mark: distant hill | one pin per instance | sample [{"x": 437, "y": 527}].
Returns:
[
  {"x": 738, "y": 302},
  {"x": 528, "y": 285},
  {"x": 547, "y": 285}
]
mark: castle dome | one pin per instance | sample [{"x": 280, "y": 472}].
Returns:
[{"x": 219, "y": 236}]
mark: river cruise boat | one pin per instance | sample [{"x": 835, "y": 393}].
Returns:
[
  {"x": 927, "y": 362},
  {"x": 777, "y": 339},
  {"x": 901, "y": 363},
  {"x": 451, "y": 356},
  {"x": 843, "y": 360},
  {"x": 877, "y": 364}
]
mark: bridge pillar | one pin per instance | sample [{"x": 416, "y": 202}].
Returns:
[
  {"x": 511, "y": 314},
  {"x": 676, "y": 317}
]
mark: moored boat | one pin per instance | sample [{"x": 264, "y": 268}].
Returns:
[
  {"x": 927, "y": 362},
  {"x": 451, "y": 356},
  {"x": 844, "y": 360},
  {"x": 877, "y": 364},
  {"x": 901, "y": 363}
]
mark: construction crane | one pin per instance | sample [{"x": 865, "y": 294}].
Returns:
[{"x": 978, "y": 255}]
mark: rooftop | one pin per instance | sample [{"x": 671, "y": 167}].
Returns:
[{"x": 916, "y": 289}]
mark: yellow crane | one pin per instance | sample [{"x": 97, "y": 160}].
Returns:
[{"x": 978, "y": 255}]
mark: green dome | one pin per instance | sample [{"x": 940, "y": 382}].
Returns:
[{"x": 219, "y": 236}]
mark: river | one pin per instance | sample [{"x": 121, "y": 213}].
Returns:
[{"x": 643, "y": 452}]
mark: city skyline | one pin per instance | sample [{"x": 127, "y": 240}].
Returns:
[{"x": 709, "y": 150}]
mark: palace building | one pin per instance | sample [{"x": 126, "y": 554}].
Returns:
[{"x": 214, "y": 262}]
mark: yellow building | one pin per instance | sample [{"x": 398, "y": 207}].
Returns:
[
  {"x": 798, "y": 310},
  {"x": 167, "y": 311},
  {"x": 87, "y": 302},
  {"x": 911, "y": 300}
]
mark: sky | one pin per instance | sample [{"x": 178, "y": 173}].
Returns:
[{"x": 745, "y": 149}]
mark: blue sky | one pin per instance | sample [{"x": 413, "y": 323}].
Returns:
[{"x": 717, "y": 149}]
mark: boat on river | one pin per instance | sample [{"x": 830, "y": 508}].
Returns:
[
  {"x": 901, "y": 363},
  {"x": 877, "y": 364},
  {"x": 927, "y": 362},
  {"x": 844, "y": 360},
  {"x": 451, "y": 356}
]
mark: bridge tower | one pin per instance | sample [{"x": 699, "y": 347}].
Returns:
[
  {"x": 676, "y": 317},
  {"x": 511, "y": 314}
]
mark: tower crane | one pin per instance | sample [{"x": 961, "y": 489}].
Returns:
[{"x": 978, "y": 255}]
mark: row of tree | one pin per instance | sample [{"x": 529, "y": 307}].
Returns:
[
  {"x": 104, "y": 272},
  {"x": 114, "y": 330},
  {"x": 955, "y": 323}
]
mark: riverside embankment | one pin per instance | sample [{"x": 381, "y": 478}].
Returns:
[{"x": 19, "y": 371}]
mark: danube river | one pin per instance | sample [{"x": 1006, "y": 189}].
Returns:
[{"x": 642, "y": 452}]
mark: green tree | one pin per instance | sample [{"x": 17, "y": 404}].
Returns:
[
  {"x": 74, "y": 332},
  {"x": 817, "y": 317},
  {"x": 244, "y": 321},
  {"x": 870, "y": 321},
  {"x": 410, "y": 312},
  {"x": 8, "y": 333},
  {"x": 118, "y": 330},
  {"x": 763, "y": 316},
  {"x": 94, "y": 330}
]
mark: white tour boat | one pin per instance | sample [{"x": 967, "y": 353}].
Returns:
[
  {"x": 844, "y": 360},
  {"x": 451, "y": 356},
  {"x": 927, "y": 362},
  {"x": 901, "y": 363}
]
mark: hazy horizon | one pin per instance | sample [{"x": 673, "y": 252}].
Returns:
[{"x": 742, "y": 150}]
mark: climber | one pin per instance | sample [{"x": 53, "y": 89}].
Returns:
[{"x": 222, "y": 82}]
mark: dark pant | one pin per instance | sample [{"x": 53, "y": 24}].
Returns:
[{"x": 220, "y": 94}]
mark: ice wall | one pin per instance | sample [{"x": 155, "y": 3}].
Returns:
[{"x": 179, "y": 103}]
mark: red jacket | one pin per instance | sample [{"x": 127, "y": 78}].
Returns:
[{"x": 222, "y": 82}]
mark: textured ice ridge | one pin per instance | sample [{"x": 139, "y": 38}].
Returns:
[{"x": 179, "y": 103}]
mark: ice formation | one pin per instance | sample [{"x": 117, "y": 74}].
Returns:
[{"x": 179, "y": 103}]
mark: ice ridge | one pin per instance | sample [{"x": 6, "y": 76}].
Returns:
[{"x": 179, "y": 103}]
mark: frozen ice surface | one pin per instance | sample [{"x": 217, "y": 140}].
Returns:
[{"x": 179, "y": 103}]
★ ★ ★
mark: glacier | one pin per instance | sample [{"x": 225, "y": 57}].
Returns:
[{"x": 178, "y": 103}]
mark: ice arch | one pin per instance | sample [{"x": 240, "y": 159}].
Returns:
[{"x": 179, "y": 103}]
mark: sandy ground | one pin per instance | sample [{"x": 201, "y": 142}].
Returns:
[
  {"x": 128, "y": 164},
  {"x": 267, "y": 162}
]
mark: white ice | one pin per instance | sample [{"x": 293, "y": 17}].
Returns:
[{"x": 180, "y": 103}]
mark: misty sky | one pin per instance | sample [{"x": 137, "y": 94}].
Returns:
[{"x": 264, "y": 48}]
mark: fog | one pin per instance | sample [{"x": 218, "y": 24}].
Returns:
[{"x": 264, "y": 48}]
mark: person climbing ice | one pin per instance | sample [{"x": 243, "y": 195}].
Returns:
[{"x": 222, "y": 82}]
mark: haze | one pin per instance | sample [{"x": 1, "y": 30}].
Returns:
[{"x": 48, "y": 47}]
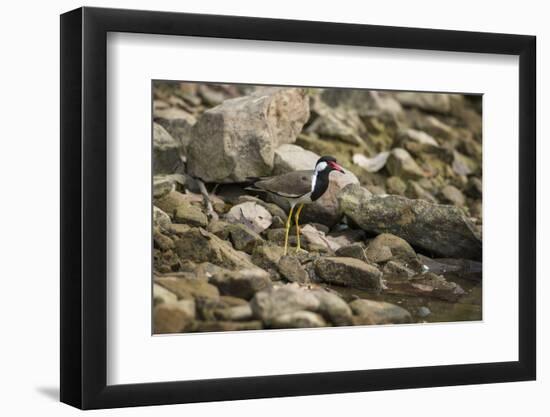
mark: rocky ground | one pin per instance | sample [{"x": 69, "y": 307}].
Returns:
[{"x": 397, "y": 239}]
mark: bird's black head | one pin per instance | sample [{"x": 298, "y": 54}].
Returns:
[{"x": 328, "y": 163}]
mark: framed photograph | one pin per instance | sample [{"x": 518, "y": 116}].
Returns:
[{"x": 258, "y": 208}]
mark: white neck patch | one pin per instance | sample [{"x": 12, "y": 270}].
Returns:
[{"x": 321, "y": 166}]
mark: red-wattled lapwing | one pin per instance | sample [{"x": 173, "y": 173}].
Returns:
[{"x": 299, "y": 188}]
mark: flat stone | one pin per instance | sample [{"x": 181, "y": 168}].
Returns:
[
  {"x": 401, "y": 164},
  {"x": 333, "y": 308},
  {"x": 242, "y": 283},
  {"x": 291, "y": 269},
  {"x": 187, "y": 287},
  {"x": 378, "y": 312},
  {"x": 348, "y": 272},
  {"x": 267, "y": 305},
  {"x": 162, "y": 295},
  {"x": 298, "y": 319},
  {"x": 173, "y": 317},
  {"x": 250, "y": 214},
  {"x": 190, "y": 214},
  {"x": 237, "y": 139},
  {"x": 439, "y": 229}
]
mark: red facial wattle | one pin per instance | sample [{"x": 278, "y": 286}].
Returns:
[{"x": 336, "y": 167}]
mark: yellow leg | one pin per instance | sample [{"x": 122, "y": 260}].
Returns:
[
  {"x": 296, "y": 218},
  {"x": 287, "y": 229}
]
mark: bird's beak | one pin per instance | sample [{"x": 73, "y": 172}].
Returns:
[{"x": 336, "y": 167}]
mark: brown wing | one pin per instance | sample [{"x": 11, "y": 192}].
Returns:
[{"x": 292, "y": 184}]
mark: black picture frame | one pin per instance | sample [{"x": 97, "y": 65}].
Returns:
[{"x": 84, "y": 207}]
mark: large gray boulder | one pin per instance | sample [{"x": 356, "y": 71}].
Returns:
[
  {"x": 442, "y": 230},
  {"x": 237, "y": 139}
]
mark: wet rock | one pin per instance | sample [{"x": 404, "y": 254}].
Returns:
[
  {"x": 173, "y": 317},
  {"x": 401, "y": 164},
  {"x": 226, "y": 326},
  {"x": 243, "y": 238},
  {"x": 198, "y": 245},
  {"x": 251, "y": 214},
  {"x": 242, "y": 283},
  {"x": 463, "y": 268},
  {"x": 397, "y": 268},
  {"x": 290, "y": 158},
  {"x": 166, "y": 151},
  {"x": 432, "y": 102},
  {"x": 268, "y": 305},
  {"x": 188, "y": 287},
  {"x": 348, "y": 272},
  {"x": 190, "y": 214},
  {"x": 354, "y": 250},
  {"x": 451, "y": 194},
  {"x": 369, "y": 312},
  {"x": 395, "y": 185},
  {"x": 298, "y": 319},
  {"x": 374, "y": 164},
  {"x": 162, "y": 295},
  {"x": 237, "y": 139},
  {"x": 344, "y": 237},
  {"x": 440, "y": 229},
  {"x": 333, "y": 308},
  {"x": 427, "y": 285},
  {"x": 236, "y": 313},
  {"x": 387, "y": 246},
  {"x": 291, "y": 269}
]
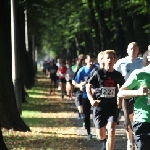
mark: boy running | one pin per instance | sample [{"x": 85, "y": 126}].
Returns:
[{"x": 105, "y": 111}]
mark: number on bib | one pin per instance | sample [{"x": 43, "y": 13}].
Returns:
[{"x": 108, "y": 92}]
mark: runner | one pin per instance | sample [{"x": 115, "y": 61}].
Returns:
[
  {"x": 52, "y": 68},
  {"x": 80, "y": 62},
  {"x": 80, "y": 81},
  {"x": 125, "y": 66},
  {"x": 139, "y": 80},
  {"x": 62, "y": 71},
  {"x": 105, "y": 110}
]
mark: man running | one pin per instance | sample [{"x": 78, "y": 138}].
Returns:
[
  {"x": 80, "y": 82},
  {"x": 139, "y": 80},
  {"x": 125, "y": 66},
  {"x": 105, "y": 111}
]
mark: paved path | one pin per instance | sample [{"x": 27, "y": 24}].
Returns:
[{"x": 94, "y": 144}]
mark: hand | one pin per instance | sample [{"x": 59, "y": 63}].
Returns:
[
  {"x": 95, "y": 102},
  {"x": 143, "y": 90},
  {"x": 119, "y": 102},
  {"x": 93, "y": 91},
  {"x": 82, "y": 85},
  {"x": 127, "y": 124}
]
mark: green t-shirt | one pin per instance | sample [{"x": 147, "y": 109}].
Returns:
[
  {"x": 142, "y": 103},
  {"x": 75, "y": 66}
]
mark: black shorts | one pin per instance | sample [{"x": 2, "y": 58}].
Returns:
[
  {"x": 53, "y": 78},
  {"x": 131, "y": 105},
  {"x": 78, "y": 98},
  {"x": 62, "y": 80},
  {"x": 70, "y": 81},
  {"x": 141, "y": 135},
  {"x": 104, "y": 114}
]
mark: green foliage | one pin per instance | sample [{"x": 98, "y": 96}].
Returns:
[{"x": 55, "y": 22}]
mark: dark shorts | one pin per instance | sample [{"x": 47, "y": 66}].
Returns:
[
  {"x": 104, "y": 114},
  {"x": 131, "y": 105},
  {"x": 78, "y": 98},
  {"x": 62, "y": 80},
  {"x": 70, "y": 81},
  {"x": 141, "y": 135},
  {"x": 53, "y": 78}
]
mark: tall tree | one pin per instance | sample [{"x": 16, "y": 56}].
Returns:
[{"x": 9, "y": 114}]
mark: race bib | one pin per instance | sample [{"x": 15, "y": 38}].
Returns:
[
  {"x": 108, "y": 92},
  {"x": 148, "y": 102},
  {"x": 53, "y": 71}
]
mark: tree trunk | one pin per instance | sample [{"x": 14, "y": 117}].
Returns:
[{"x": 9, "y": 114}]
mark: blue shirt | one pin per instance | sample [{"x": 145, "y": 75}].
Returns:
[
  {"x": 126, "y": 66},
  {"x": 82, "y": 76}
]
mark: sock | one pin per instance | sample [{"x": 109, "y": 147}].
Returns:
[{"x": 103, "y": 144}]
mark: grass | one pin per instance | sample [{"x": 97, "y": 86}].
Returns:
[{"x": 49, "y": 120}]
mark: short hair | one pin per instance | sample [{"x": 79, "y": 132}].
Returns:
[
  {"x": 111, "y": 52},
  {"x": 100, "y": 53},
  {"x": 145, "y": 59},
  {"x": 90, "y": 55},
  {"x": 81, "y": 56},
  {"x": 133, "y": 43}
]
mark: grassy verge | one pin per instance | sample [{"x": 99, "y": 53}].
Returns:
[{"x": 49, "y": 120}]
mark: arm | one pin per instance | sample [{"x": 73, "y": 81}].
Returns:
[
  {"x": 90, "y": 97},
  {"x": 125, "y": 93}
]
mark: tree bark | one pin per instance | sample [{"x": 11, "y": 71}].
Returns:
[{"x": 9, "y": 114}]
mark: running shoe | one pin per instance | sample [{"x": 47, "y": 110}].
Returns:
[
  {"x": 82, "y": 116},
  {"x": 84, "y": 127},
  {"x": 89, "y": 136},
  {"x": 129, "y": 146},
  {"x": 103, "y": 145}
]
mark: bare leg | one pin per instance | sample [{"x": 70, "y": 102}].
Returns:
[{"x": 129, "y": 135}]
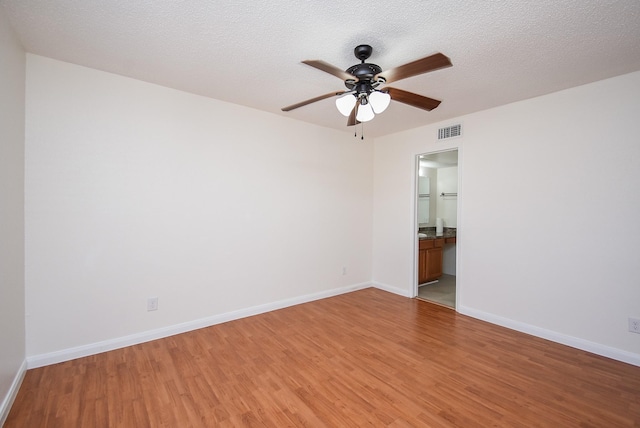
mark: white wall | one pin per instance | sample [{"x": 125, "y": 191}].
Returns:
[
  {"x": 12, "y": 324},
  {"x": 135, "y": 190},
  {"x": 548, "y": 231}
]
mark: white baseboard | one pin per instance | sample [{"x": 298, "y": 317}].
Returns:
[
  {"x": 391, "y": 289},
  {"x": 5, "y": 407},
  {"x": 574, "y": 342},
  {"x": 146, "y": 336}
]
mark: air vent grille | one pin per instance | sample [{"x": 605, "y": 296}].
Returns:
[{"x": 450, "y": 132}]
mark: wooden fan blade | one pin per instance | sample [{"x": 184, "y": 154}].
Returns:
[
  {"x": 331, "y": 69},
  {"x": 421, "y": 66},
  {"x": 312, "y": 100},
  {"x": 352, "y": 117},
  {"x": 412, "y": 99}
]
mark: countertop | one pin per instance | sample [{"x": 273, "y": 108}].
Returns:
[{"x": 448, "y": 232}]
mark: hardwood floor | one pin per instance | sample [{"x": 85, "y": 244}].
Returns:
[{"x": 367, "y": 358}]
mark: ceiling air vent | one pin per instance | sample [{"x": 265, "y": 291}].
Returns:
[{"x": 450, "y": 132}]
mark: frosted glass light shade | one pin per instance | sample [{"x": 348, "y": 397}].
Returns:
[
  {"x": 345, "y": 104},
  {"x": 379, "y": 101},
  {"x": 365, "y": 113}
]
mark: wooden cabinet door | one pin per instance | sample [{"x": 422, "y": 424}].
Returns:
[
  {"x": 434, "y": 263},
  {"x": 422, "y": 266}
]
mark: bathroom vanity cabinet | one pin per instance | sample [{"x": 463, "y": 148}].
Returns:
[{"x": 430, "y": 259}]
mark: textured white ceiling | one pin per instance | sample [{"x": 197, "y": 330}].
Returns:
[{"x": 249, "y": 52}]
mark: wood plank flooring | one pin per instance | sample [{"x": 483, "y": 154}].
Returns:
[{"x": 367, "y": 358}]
★ ★ ★
* THE PROBLEM *
Which lines in the items above contain the string "shorts"? Pull out each one, matching case exactly.

* FULL OUTPUT *
mark: black shorts | one pin per instance | sample [{"x": 2, "y": 58}].
mark: dark shorts | one pin per instance | sample [{"x": 47, "y": 66}].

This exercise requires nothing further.